Consigne: Selon le texte cité sur Le Nid de cendres, combien de parties compte le parcours-fleuve qu'il décrit ?
------ Texte cité ------
Le Nid de cendres. Une mythologie personnelle conjuguée à l’aventure d’une troupe.

© Christophe Raynaud de Lage

© Christophe Raynaud de Lage

Version courte et version longue. Comment une épopée conte la terrible histoire d’une société déliquescente qui erre dans un paysage en ruines et ses retrouvailles possibles avec le merveilleux en treize heures comme en un peu plus de trois. Entre souffle inspiré et exercice de style.

C’est un conte contemporain que Simon Falguières nous invite à découvrir. L’histoire d’une société qui allait mal, qui avait perdu ses valeurs et qui n’avait plus pour paysage que la destruction et l’errance. Il était une fois de l’autre côté de cette demi-pomme, un monde de contes et de fables que plus personne n’écoutait. Et il y avait entre eux cet étrange groupe qu’on nomme comédiens, des saltimbanques volontairement errants, attachés, envers et contre tout, à faire vivre et revivre des histoires, à leur donner corps, matière, texture et couleurs. Ils sont la passerelle entre ces deux moitiés qui s’étaient perdues de vue. Ainsi pourrait se résumer l’intrigue de ce parcours-fleuve en sept parties qui évoque la destinée de chacun des protagonistes en même temps qu’il rassemble à la fin les deux moitiés de la pomme.
------ Données brutes ------
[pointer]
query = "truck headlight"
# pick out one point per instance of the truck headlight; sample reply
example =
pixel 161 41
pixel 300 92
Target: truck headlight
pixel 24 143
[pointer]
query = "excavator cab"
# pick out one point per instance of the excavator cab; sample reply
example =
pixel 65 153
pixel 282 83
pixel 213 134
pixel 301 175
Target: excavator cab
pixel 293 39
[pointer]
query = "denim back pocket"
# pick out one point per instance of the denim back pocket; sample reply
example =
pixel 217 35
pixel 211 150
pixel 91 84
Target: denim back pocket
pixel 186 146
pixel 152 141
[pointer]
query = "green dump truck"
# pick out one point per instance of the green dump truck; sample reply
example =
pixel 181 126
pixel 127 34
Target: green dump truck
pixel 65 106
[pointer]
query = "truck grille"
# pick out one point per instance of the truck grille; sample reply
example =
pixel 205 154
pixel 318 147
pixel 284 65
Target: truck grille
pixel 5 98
------
Réponse complète: Il compte sept parties.